**Task description**
How would you put "I was twelve years old when I figured out I was an atheist." from the account of becoming an atheist below into French?

**Excerpted text**

===============

Ladies and gentlemen, let the flame wars begin. XD
I was twelve years old when I figured out I was an atheist.
I suppose I should start from the beginning. I was raised in Christian household (still am), and was brought up with all the good, heartwarming stories: David and Goliath, Noah's Ark, Moses in Egypt, and the like. I loved reading them, but even then, I didn't think of the stories as any different from Goldilocks and the Three Bears, or the Three Little Pigs, or Little Red Riding Hood. Just as fictitious. (It would take me several years to realize this, though.)
When I was around five or six, I remember my mother telling me in a solemn voice that only a third of the world was Christian. I'd been so shocked: only a third? Why wouldn't anyone want to be Christian? We were the ones who were right, so why wouldn't you want to believe in that? Thus, the seeds had been planted in my brain, and my new outlook on the world was brought to life: a third of the world was made up of good Christians, while the other two-thirds consisted of Christian-hating people who refused to see truth.
The whole idea of being a good Christian was something I never grasped very well, actually. I got the whole, 'love God, hate Satan,' thing down, but then I thought, 'well, I wouldn't be very nice either if everyone hated me.' So, with that in mind, I told Satan that I loved him, and to please stop being mean to everyone so they wouldn't hate him anymore.
The next morning, my brother did something that wasn't nice (I can't remember what, though), and I figured that my plan hadn't worked, and Satan was still being mean. Shoot.
However, a little thread of doubt had wormed its way past all of my previous conceptions. Didn't the bible tell us to love our enemies? And Satan was our enemy, right? So why weren't we told to love Satan?
That was the first of many contradictions in the bible I would discover later in life.
I was a very inquisitive child, so it is rather surprising I was a Christian as long as I was when my questions about the bible never got any answers.
"How did Adam and Eve's kids have kids? They only had two, and they were both boys!"
"How did Noah fit all those animals on the Ark? How did he find all of them? How come they didn't try and eat each other? How did the entire Earth flood?"

===============

Dataset entries:
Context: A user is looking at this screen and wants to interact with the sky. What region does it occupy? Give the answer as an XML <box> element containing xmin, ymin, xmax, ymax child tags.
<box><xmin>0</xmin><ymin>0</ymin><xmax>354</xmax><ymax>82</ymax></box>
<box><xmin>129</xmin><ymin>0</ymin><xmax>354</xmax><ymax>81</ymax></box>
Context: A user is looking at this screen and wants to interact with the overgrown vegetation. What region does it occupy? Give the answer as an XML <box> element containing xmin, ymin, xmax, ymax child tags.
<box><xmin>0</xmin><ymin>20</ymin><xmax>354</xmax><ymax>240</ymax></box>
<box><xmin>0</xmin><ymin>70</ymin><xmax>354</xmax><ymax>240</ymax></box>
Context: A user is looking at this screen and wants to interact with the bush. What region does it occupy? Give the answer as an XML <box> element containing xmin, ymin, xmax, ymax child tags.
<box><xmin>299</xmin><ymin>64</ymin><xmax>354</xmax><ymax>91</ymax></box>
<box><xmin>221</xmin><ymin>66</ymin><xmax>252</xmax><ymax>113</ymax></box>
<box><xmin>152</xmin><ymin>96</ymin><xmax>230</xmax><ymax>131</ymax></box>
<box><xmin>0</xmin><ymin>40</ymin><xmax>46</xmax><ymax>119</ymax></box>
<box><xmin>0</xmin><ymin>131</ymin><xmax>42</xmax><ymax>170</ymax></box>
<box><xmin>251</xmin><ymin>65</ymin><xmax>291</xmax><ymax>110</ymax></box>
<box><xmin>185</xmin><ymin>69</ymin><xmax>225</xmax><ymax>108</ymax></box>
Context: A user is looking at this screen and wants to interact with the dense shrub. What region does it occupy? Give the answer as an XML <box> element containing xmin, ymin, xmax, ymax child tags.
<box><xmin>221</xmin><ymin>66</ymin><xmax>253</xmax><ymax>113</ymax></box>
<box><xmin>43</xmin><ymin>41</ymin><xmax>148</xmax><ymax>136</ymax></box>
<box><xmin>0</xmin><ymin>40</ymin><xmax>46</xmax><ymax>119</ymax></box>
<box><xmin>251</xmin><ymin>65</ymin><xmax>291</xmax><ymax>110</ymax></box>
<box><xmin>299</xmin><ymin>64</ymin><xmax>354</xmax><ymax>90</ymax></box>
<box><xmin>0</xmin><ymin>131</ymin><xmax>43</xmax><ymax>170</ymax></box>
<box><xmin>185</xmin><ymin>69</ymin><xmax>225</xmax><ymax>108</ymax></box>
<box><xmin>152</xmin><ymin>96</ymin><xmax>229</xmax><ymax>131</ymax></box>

===============

**Answer to the problem**
J'avais douze ans quand j'ai compris que j'étais athée.